Written instruction —
Leave out pictures; repeat exactly the lines from the "Could you please point to the glass" line through the last of the data below.

.....

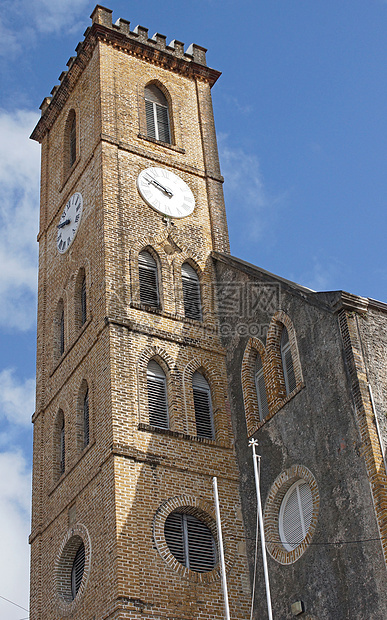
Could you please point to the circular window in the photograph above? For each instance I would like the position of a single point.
(190, 541)
(185, 534)
(290, 514)
(295, 515)
(72, 568)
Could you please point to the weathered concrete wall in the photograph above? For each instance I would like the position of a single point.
(337, 576)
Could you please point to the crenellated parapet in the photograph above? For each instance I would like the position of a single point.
(155, 49)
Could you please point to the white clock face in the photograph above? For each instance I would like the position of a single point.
(69, 222)
(165, 192)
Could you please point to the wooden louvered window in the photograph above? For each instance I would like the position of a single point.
(295, 515)
(190, 541)
(147, 273)
(260, 386)
(203, 407)
(157, 396)
(77, 570)
(62, 448)
(61, 333)
(157, 115)
(191, 293)
(287, 362)
(73, 140)
(86, 433)
(83, 302)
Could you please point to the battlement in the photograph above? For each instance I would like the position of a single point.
(155, 45)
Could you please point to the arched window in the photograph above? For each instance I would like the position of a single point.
(203, 407)
(295, 515)
(61, 332)
(260, 386)
(147, 274)
(59, 446)
(157, 114)
(70, 141)
(287, 362)
(191, 293)
(86, 433)
(157, 396)
(190, 541)
(77, 570)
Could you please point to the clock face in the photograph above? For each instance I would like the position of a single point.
(165, 192)
(69, 222)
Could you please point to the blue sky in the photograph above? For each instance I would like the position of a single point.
(301, 117)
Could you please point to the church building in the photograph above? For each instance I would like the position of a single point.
(160, 355)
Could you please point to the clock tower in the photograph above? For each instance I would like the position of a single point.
(132, 419)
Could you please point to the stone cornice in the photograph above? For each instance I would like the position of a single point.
(172, 57)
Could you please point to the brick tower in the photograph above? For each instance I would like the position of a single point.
(132, 420)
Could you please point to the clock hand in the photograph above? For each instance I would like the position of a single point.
(157, 184)
(63, 224)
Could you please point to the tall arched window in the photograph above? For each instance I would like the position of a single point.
(59, 446)
(191, 293)
(147, 273)
(157, 396)
(287, 362)
(86, 433)
(157, 114)
(260, 386)
(203, 407)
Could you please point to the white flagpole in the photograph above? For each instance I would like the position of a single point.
(253, 443)
(221, 552)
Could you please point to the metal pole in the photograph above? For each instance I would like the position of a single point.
(254, 443)
(221, 552)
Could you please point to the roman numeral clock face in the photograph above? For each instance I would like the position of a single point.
(165, 192)
(69, 222)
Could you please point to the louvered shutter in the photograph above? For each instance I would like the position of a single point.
(287, 362)
(86, 419)
(147, 273)
(150, 119)
(203, 407)
(83, 301)
(296, 515)
(73, 141)
(77, 570)
(174, 536)
(162, 124)
(157, 396)
(190, 541)
(201, 546)
(263, 406)
(191, 293)
(62, 449)
(61, 333)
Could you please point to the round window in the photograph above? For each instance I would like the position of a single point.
(295, 515)
(190, 541)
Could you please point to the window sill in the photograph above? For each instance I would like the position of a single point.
(148, 428)
(166, 145)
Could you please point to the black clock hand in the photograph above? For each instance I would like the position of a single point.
(63, 224)
(157, 184)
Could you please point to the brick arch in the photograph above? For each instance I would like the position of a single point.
(273, 347)
(249, 390)
(203, 510)
(167, 363)
(217, 387)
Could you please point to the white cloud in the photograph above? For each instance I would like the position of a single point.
(15, 494)
(17, 398)
(19, 208)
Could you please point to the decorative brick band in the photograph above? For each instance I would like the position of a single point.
(74, 537)
(203, 511)
(272, 509)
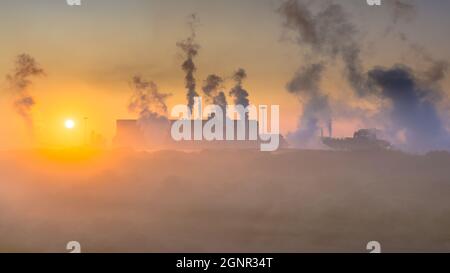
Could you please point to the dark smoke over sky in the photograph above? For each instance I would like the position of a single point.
(327, 35)
(211, 89)
(190, 49)
(316, 108)
(239, 94)
(19, 80)
(413, 113)
(150, 105)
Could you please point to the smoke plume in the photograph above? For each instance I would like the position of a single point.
(328, 34)
(239, 94)
(190, 50)
(413, 113)
(150, 105)
(20, 80)
(316, 109)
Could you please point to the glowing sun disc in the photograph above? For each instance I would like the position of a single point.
(69, 124)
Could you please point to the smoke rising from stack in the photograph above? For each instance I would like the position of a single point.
(19, 81)
(239, 94)
(414, 112)
(190, 50)
(211, 90)
(150, 104)
(328, 34)
(306, 86)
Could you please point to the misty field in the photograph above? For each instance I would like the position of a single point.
(224, 201)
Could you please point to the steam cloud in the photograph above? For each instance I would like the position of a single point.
(413, 113)
(190, 49)
(20, 80)
(151, 106)
(239, 94)
(306, 85)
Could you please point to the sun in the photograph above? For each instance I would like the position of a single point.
(69, 124)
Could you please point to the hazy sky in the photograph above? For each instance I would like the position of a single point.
(90, 53)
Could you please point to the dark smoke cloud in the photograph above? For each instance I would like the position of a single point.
(401, 10)
(19, 80)
(150, 105)
(328, 34)
(413, 112)
(190, 49)
(239, 94)
(211, 90)
(316, 108)
(147, 98)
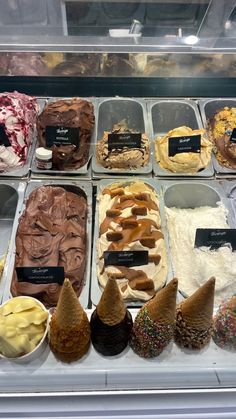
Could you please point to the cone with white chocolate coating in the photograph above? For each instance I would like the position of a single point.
(69, 327)
(155, 323)
(194, 317)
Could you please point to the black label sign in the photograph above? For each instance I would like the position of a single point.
(215, 237)
(60, 135)
(124, 139)
(126, 258)
(4, 140)
(233, 136)
(185, 144)
(46, 275)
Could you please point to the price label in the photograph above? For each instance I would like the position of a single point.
(124, 139)
(215, 238)
(60, 135)
(126, 258)
(185, 144)
(46, 275)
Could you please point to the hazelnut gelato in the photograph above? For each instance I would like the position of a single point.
(129, 220)
(222, 125)
(188, 162)
(122, 158)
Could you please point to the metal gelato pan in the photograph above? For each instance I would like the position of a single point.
(96, 289)
(12, 195)
(190, 195)
(79, 188)
(112, 111)
(82, 170)
(165, 115)
(208, 107)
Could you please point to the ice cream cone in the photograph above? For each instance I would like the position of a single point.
(69, 327)
(111, 309)
(161, 308)
(197, 309)
(194, 318)
(155, 323)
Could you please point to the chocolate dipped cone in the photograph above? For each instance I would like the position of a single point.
(111, 322)
(69, 327)
(194, 317)
(224, 325)
(154, 325)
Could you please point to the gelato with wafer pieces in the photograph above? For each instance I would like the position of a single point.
(111, 322)
(155, 323)
(224, 325)
(69, 327)
(194, 318)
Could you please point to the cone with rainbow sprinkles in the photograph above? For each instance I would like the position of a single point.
(155, 323)
(69, 327)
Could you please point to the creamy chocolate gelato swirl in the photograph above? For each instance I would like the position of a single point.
(51, 232)
(222, 125)
(70, 113)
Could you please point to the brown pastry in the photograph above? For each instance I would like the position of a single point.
(69, 327)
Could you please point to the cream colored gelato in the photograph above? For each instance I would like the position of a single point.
(122, 158)
(183, 162)
(22, 326)
(129, 220)
(194, 266)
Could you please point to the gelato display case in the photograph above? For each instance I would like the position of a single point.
(134, 106)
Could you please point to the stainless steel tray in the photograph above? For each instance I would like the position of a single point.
(12, 195)
(167, 114)
(96, 290)
(112, 111)
(87, 188)
(208, 107)
(78, 172)
(191, 194)
(23, 171)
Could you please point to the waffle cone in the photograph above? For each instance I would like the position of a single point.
(69, 311)
(162, 307)
(69, 327)
(111, 309)
(197, 309)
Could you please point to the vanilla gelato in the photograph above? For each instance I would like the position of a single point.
(194, 266)
(23, 324)
(126, 157)
(129, 220)
(188, 162)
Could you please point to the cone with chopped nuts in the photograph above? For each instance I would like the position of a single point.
(194, 318)
(155, 323)
(111, 322)
(224, 325)
(69, 327)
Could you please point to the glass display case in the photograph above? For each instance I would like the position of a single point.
(168, 56)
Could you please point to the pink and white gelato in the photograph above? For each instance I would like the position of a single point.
(17, 121)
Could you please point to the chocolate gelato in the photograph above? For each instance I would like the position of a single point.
(51, 232)
(122, 158)
(68, 113)
(222, 125)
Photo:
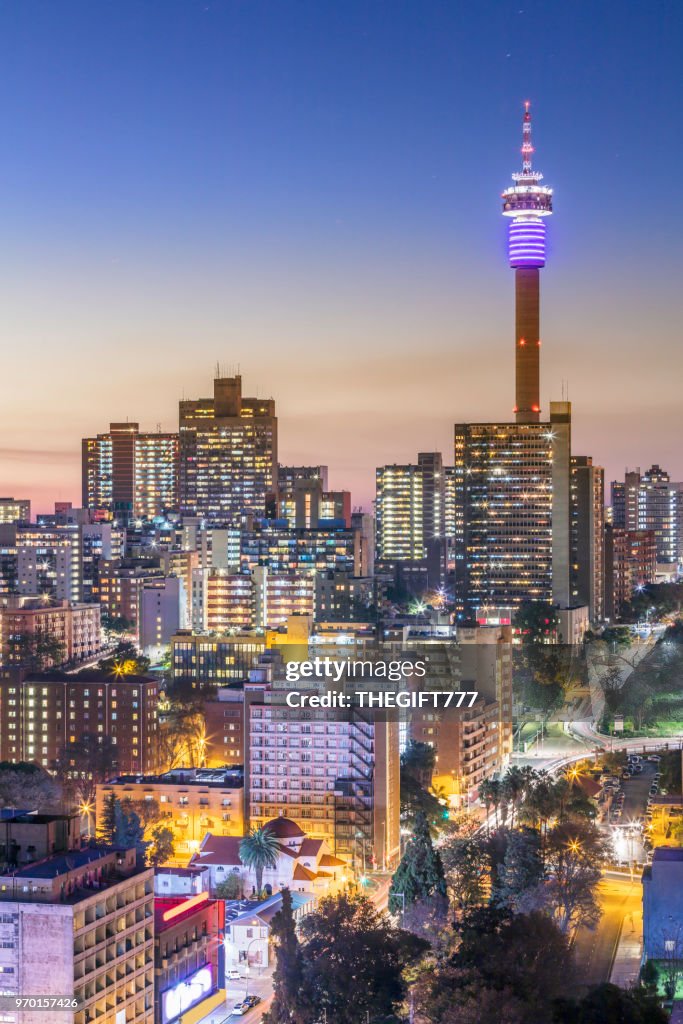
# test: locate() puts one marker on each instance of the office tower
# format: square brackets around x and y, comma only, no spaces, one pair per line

.....

Solution —
Could you please point to the glass display case in the photograph above? For each instance I would like the position of a single point.
(168, 56)
Could you please point to the pink and white gelato in the photograph above? For each instance I would like the position of a single point.
(17, 121)
Could you please point to the chocolate gelato in the photograph above? For each instance I would like the position of a single point.
(51, 232)
(122, 158)
(68, 113)
(222, 125)
Photo:
# test: locate() puts one marker on each instance of the office tower
# format: square brackets around x and y, comma only, no spaces, one pair per line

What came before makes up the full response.